(Items from a dataset)
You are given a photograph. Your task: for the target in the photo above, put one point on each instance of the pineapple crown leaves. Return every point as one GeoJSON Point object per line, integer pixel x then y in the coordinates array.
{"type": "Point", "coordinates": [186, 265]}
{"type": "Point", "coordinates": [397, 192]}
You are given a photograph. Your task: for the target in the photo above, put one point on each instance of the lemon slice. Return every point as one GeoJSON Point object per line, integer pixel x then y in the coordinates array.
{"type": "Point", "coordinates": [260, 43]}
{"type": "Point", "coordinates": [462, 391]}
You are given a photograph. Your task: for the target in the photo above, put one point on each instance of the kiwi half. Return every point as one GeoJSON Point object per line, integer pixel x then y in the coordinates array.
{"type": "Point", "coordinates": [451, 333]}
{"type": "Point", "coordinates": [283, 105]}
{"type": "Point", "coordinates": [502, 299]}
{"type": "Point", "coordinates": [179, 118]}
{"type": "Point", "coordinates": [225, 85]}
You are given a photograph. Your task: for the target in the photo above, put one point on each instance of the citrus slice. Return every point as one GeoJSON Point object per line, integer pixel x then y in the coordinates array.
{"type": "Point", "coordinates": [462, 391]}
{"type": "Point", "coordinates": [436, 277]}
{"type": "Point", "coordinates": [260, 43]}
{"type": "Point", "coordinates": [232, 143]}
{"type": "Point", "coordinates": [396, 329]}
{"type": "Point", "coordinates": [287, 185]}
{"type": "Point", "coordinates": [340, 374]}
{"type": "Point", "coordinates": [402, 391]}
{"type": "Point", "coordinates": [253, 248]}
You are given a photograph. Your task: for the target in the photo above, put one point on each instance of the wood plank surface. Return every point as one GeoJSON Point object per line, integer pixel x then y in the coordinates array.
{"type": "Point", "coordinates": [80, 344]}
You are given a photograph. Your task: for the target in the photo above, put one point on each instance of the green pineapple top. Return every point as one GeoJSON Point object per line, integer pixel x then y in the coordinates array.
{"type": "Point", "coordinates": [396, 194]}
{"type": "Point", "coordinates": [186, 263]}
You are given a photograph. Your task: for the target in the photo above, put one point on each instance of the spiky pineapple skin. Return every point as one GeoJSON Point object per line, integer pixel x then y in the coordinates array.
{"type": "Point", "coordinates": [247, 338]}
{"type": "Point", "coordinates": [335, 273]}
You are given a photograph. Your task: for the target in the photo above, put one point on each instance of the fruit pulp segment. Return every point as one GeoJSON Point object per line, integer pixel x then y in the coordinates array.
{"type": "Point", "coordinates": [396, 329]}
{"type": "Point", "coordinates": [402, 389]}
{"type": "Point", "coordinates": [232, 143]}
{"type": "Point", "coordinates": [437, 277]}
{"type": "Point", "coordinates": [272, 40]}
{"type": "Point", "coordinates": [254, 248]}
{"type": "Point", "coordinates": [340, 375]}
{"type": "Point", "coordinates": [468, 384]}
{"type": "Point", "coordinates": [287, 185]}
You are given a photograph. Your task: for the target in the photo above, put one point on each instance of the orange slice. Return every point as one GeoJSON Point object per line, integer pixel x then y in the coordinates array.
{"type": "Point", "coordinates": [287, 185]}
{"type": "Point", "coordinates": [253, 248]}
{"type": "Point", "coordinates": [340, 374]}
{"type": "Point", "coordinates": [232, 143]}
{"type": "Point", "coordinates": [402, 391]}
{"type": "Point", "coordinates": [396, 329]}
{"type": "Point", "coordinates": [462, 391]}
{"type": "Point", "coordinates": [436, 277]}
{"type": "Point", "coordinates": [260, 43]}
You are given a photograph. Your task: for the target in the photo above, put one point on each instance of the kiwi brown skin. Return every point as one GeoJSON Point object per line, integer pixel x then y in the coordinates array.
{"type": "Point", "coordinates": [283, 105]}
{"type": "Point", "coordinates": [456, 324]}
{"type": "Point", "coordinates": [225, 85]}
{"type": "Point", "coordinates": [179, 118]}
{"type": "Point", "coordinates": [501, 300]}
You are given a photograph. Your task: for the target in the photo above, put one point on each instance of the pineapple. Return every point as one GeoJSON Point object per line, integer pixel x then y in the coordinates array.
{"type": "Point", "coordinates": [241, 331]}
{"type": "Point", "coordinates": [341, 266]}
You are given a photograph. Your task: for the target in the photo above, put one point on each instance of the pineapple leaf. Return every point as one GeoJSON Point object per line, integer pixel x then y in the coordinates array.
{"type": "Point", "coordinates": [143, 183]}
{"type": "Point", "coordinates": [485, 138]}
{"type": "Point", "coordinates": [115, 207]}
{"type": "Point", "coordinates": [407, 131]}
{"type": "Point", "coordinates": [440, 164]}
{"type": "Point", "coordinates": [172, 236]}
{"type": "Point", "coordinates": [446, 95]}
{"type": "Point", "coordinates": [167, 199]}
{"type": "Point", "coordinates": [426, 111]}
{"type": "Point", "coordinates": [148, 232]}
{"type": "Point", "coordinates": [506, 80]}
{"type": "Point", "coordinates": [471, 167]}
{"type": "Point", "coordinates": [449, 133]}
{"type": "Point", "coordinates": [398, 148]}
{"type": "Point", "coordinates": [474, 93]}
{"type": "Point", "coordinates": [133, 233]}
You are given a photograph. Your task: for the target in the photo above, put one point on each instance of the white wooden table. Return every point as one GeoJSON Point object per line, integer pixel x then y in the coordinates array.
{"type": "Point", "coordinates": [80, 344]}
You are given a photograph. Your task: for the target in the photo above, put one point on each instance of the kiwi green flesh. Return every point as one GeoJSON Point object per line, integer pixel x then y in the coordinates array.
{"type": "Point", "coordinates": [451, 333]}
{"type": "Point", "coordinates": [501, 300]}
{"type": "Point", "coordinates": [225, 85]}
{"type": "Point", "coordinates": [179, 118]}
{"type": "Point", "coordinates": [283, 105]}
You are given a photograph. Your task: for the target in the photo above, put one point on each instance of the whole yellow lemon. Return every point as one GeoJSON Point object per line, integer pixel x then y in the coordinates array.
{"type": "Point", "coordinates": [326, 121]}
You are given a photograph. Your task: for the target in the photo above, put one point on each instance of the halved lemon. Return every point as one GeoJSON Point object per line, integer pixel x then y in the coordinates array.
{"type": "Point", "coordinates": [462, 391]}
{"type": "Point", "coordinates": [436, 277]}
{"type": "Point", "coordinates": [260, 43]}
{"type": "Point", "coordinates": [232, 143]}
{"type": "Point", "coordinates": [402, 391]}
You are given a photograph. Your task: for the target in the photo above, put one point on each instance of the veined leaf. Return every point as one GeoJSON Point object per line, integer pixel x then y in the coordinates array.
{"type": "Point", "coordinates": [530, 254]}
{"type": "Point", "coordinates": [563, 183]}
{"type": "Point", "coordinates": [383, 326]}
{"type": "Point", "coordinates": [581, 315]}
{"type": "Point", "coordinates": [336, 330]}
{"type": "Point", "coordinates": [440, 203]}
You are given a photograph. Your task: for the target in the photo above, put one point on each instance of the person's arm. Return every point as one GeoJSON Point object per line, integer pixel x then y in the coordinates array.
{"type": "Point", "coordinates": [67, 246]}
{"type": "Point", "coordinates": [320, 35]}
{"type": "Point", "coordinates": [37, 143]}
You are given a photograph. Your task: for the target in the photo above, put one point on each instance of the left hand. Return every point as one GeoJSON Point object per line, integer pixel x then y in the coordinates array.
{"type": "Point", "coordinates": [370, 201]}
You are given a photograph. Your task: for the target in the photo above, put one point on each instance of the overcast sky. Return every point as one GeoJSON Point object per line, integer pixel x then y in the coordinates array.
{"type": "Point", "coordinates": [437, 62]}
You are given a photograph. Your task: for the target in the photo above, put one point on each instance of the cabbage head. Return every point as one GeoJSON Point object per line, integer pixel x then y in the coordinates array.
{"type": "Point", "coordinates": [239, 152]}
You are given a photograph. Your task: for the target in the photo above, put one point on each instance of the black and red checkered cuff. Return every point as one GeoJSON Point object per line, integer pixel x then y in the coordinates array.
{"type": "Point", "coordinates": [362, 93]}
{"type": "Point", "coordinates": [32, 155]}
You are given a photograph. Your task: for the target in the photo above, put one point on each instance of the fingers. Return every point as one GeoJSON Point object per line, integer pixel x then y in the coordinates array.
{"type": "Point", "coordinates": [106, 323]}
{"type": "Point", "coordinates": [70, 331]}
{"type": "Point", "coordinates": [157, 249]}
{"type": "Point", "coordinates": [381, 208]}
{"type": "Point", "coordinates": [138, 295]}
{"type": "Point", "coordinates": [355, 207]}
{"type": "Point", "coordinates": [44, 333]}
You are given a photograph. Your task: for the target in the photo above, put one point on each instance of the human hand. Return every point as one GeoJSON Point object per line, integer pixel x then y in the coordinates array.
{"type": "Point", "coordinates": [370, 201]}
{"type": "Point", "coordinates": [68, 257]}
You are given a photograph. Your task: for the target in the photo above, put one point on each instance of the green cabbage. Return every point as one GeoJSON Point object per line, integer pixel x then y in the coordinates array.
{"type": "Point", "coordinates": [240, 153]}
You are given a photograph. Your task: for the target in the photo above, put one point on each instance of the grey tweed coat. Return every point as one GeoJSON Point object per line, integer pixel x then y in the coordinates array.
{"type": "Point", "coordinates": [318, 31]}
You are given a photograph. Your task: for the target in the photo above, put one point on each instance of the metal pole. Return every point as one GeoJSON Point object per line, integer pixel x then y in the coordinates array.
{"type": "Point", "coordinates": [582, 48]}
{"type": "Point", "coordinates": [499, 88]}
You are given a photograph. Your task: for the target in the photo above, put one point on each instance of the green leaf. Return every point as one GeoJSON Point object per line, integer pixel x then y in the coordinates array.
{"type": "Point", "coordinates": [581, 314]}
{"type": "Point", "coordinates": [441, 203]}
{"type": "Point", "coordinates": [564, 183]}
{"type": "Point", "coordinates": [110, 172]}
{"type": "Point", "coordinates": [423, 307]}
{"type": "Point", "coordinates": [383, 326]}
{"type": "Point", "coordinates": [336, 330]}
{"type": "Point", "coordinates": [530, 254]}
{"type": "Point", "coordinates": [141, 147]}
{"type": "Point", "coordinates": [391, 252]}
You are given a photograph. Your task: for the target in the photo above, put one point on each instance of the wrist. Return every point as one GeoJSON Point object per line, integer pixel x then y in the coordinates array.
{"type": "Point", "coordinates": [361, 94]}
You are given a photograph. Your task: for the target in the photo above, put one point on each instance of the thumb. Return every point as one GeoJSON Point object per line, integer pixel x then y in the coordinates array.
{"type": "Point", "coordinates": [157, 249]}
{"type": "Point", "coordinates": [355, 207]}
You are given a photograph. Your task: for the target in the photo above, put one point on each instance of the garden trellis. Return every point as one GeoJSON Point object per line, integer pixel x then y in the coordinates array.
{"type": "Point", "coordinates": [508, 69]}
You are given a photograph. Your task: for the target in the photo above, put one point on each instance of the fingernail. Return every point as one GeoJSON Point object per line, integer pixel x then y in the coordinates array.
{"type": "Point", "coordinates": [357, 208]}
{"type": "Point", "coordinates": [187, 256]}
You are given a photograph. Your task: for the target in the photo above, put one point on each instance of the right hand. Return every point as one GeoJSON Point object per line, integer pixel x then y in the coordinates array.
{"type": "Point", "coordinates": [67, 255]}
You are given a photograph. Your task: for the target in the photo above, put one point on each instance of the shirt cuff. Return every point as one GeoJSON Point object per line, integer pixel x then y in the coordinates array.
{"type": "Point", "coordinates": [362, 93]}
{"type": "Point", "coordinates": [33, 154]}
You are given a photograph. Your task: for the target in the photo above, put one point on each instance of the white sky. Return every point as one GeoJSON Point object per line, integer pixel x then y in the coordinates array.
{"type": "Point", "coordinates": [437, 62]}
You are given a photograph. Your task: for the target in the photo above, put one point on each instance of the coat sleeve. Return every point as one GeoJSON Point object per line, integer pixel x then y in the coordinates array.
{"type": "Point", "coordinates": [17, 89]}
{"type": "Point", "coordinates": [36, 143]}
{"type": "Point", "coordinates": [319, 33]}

## STATED PROBLEM
Quote the lines of the listing above that run from the line with "the white sky." through its last line, both included, and nothing else.

## EXERCISE OUTPUT
You are given a photograph. Your task: for the target in the photo above, put one point on each instance of the white sky. Return every point as one GeoJSON Point object per line, integer pixel x then y in the coordinates array.
{"type": "Point", "coordinates": [437, 62]}
You are given a photograph. Your task: for the target in the photo above, put one point on each instance of the coat sleeve. Return every point as one GeoJSON Point object per line, integer pixel x then y in the coordinates array.
{"type": "Point", "coordinates": [17, 89]}
{"type": "Point", "coordinates": [36, 143]}
{"type": "Point", "coordinates": [319, 33]}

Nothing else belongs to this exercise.